───── TEKS BACAAN ─────
Piagam Madinah merupakan bagian dari rekonstruksi pluralisme sosial masyarakat Madinah yang mensubordinat kepentingan politik dan agama demi kenyamanan, keamanan, dan ketertiban masyarakat Madinah. Kelompok pendatang (muhajirin) dipersaudarakan dengan penduduk lokal (Anshar) guna mendukung eratnya ikatan emosional dan social masyarakat Madinah. Sulit membayangkan terciptanya masyarakat yang berdamai kala itu bila Rasulullah mengangkat isu sensitif keagamaan.
───── KUMPULAN DATA ─────
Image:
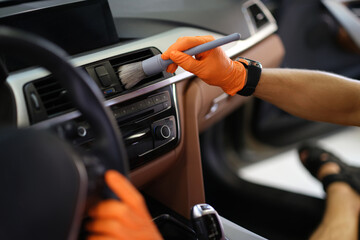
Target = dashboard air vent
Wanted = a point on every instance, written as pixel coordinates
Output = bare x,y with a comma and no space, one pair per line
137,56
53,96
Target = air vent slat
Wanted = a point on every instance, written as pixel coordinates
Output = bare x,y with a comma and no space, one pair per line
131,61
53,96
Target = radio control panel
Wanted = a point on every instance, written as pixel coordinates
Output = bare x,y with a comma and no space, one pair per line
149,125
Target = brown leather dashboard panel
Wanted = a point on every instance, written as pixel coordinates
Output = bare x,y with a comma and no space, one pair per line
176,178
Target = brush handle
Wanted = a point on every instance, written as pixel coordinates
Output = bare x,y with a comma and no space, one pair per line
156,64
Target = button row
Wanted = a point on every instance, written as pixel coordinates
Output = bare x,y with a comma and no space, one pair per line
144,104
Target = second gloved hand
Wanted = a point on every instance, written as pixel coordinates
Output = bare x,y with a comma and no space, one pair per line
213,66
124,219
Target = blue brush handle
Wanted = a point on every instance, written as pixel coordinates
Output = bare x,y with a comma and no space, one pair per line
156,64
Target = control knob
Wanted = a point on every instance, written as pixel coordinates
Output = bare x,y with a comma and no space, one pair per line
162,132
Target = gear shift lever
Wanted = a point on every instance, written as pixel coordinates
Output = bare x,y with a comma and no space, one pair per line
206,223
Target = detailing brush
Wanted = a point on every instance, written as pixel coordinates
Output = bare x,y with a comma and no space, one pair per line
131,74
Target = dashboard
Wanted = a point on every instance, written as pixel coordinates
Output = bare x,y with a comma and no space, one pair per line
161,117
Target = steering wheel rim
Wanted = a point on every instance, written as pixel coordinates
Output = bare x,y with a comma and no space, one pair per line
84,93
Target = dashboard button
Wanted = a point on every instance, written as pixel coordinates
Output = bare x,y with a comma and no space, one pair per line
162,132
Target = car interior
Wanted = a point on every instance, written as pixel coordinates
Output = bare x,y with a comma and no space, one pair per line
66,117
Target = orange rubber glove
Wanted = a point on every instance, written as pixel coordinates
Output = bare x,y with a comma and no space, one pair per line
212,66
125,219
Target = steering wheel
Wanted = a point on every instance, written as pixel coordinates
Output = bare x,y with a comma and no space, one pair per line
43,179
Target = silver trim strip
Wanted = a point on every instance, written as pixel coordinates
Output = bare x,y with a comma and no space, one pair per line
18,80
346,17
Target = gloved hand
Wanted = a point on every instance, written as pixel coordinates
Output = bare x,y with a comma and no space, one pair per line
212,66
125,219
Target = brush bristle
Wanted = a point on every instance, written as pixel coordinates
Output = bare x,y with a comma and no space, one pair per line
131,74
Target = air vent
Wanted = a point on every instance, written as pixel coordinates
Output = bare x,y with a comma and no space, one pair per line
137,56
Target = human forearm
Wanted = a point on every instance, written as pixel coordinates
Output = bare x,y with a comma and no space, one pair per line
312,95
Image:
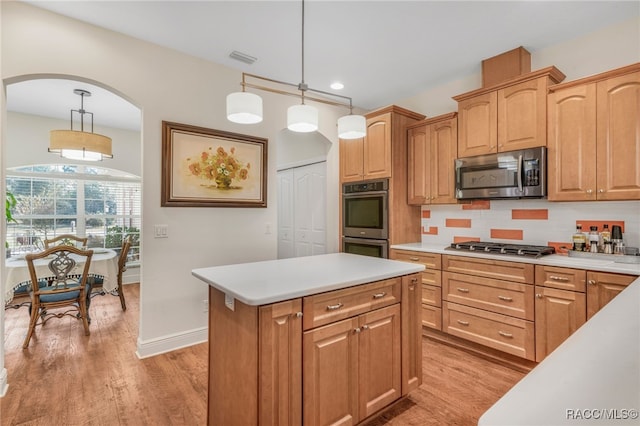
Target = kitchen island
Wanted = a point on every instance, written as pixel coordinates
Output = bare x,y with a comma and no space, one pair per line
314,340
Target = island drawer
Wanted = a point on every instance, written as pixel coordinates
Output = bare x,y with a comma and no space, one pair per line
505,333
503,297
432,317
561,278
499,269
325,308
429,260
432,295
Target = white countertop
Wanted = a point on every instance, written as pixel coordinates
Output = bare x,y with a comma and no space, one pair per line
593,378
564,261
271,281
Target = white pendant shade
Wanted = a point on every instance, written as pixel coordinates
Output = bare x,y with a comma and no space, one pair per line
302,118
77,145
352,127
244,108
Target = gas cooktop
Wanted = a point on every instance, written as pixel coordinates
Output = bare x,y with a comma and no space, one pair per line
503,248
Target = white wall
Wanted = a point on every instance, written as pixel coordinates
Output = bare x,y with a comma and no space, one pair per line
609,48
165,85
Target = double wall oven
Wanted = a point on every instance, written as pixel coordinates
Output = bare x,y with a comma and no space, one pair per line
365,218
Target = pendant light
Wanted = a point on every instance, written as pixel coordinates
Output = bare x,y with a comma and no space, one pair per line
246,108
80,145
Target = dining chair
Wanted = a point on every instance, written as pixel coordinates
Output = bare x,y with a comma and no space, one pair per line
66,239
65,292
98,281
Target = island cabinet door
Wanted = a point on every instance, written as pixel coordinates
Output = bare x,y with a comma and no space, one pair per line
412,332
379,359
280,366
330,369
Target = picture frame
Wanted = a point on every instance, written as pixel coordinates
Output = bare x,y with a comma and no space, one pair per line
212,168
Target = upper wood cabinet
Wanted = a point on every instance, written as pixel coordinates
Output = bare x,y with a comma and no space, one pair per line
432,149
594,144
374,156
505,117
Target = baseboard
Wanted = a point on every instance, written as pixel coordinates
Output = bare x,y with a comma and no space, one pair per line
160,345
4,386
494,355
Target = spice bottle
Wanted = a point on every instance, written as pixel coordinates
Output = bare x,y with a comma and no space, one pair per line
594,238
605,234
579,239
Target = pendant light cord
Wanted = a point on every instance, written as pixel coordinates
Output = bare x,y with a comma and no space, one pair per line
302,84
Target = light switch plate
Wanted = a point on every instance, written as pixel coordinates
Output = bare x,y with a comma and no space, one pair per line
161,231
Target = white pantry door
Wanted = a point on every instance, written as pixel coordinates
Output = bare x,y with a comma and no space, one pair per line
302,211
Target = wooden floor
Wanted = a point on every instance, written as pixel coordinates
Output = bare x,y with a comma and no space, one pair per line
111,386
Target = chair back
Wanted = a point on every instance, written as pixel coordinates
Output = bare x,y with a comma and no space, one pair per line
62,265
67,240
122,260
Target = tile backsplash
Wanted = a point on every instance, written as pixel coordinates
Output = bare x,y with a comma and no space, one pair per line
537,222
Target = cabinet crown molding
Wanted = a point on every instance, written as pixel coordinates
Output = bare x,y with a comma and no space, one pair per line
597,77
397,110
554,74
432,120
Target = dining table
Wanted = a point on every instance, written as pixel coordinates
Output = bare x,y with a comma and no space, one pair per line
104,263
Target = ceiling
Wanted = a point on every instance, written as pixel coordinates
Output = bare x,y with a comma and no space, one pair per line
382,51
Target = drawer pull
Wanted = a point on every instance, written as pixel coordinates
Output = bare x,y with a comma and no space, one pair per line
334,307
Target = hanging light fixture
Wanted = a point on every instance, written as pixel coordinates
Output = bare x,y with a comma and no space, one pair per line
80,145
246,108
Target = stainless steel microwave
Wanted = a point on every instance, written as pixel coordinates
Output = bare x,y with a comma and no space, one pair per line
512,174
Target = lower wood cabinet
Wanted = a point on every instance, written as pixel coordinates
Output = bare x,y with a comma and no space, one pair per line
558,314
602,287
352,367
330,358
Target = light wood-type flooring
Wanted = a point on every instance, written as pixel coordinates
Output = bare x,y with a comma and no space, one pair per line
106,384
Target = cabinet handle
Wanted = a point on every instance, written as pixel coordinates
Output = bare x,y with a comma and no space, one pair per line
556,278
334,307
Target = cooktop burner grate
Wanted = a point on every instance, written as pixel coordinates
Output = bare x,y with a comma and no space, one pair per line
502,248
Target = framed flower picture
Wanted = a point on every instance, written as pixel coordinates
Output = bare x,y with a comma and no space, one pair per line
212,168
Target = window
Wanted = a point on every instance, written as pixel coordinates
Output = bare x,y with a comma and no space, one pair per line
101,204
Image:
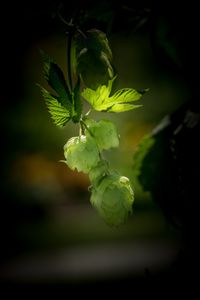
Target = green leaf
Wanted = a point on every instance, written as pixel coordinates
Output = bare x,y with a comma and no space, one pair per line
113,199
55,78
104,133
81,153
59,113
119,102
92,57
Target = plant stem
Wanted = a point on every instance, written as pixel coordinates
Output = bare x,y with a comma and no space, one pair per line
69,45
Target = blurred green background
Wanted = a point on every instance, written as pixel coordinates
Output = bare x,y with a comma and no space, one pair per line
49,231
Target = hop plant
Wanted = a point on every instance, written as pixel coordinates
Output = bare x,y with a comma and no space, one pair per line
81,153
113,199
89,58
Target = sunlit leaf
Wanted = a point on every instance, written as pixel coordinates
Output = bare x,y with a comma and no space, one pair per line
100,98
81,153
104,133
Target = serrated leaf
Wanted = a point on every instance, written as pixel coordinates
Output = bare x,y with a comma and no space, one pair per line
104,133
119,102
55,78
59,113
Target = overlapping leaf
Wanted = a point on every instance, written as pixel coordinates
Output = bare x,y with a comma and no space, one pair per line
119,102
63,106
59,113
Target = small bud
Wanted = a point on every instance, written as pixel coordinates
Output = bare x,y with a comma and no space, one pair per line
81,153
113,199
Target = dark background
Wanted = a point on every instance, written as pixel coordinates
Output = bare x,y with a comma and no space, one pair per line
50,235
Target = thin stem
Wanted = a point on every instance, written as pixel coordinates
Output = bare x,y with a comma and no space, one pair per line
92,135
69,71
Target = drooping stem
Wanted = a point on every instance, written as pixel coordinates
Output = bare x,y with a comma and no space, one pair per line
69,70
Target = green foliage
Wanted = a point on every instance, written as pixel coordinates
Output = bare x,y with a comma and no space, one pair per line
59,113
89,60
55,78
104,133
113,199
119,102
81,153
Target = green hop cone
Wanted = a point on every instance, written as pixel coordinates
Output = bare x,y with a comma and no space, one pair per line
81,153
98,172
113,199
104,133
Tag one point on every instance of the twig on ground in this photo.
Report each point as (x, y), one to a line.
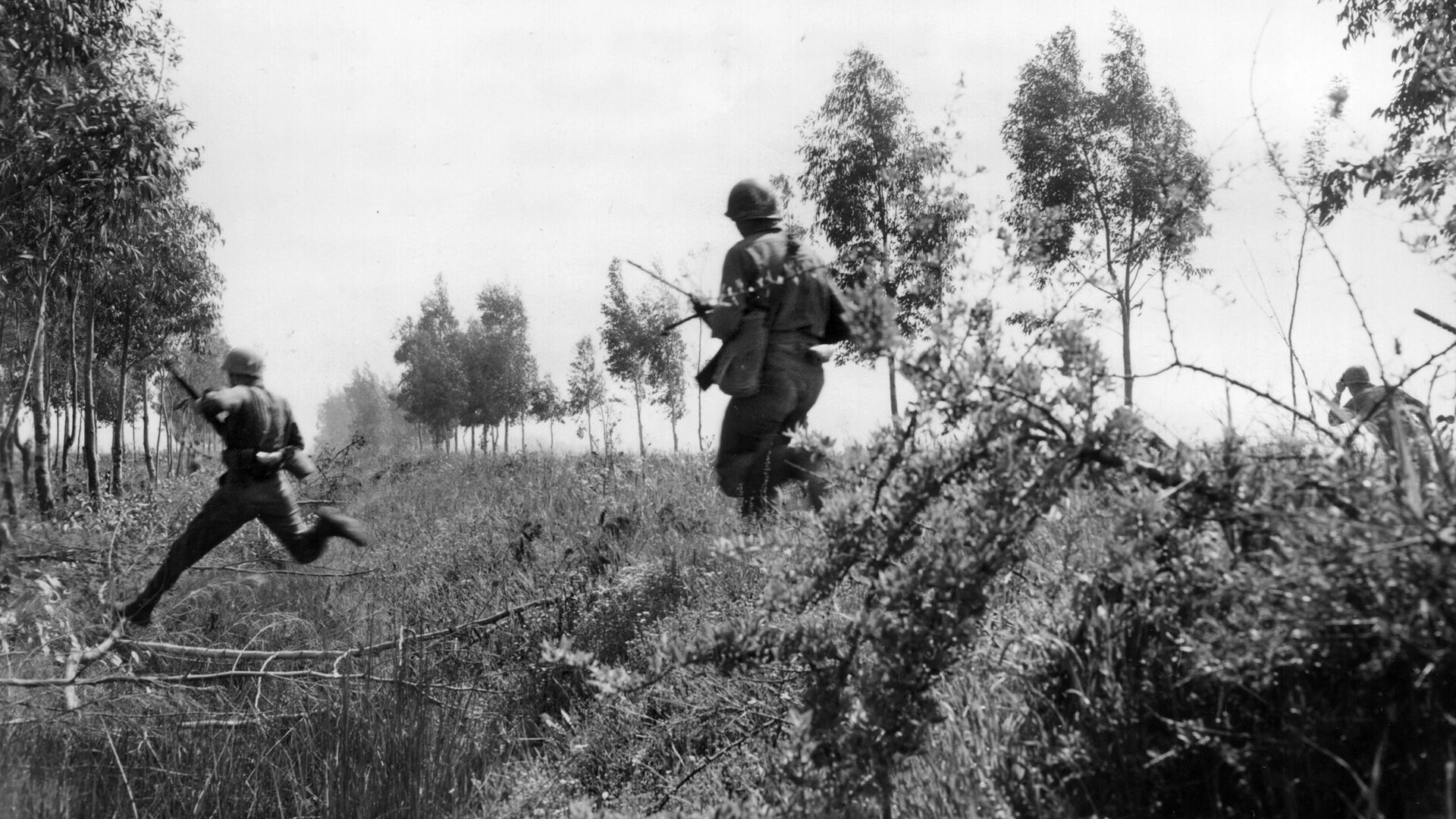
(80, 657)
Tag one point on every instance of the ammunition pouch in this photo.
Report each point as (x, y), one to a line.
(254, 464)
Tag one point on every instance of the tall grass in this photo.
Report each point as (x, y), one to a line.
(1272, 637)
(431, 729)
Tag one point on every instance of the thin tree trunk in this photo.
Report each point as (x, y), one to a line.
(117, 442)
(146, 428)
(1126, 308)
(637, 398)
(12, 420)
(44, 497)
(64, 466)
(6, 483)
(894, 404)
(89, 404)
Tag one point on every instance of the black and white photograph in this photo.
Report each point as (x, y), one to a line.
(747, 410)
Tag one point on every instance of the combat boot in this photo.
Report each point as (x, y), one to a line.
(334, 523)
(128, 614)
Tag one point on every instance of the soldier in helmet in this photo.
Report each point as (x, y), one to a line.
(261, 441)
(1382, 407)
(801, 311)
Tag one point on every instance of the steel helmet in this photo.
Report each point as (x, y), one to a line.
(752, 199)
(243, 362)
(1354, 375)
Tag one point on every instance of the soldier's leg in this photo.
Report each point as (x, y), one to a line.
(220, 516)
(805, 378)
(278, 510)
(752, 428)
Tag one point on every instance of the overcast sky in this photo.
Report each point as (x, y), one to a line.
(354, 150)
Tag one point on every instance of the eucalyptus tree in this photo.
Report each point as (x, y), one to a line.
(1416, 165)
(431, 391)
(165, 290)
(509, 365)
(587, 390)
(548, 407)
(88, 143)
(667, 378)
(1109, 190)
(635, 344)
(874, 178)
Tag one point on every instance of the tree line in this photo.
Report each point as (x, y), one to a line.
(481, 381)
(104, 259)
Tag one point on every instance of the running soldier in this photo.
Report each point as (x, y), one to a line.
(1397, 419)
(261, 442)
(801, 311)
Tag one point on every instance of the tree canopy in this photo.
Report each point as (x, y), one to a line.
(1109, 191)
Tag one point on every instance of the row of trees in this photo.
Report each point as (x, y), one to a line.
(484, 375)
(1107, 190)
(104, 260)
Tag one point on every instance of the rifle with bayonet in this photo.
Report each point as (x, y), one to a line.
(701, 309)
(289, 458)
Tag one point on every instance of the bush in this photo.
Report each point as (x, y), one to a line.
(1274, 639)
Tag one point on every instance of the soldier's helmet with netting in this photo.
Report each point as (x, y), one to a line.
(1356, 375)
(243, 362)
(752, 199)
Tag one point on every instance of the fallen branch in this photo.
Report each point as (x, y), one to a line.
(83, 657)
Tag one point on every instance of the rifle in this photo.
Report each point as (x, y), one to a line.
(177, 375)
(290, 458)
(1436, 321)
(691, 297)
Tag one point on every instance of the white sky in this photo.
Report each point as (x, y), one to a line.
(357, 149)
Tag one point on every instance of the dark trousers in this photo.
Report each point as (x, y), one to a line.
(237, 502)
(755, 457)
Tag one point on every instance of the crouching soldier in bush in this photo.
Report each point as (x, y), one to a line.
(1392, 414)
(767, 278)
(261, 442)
─────
__KETENTUAN LATIHAN__
Tuliskan kembali dengan tepat seluruh bagian teks bacaan mulai dari "Piagam Madinah merupakan" hingga "isu sensitif keagamaan.". Materi tersebut tidak diperlukan dalam latihan ini.

__JAWABAN LATIHAN__
Piagam Madinah merupakan bagian dari rekonstruksi pluralisme sosial masyarakat Madinah yang mensubordinat kepentingan politik dan agama demi kenyamanan, keamanan, dan ketertiban masyarakat Madinah. Kelompok pendatang (muhajirin) dipersaudarakan dengan penduduk lokal (Anshar) guna mendukung eratnya ikatan emosional dan social masyarakat Madinah. Sulit membayangkan terciptanya masyarakat yang berdamai kala itu bila Rasulullah mengangkat isu sensitif keagamaan.